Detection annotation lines
<<<<
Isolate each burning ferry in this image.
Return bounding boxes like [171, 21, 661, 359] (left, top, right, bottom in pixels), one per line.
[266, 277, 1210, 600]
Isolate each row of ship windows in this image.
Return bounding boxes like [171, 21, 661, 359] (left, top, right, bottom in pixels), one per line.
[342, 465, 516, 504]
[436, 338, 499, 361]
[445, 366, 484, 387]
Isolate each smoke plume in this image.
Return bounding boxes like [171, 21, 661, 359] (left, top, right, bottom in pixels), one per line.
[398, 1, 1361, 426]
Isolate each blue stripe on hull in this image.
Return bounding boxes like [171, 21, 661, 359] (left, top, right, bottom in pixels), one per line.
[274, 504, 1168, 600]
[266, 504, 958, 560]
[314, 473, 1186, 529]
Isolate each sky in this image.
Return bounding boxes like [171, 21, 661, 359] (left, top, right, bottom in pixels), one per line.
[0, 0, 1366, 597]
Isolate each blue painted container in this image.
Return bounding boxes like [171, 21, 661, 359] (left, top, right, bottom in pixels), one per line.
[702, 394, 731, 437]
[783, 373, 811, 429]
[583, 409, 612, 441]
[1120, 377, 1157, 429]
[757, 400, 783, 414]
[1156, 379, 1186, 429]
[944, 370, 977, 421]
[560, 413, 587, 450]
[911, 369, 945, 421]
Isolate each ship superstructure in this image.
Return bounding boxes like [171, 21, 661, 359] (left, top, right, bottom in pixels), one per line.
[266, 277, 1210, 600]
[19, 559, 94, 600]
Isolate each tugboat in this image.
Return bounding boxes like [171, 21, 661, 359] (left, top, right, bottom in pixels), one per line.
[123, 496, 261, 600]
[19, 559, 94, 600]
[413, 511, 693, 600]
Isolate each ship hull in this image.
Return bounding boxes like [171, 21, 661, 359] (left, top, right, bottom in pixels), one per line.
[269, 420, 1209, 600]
>>>>
■ STATED EXERCISE
Render every one of these lines as a JSON list of strings, one string per line, leaving out any blank lines.

■ FULL OUTPUT
[
  "Isolate each burning ferry in this image.",
  "Return bounding boxes like [171, 21, 661, 359] (left, top, right, bottom in pixels), one per line.",
  "[266, 277, 1210, 600]",
  "Isolate each row of ship windows in this image.",
  "Return bounding boxes like [171, 21, 661, 359] (left, top, right, bottom in pixels), one per line.",
  "[342, 465, 516, 504]",
  "[436, 338, 499, 361]",
  "[445, 366, 484, 387]",
  "Isolate each smoke plume in this image.",
  "Return bounding boxes like [171, 21, 661, 359] (left, top, right, bottom in pixels), one per line.",
  "[398, 1, 1361, 426]",
  "Isolate each blue stripe on hull in this image.",
  "Return bounding boxes like [171, 21, 661, 359] (left, top, right, bottom in pixels), one per line.",
  "[274, 504, 1168, 600]",
  "[266, 504, 958, 560]",
  "[314, 473, 1186, 529]",
  "Isolate each sky in this image.",
  "Return bounding boxes like [171, 21, 661, 359] (left, top, right, bottom in pixels), one per line.",
  "[0, 0, 1366, 597]",
  "Isolate each blue painted container in this image.",
  "Return bounding boxes like [171, 21, 661, 359] (left, top, right, bottom in pixels), one per line.",
  "[702, 394, 731, 437]",
  "[783, 373, 811, 429]",
  "[583, 409, 612, 441]",
  "[1120, 377, 1157, 429]",
  "[757, 400, 783, 414]",
  "[1156, 379, 1186, 429]",
  "[944, 370, 977, 421]",
  "[560, 413, 587, 450]",
  "[911, 369, 945, 421]",
  "Isolate each ship superstructure in this image.",
  "Return bounding boxes like [171, 21, 661, 359] (left, top, right, bottom in pixels), one per line.",
  "[266, 277, 1210, 600]",
  "[19, 559, 94, 600]",
  "Isolate each tugboat in this image.",
  "Return bounding boxes like [171, 21, 661, 359] (left, top, right, bottom in pixels), one per line.",
  "[123, 496, 261, 600]",
  "[19, 559, 94, 600]",
  "[413, 511, 693, 600]",
  "Isolate each ship hull in this image.",
  "Return bounding boxes like [171, 21, 661, 359] (left, top, right, bottom in pixels), one per line.",
  "[269, 420, 1209, 600]"
]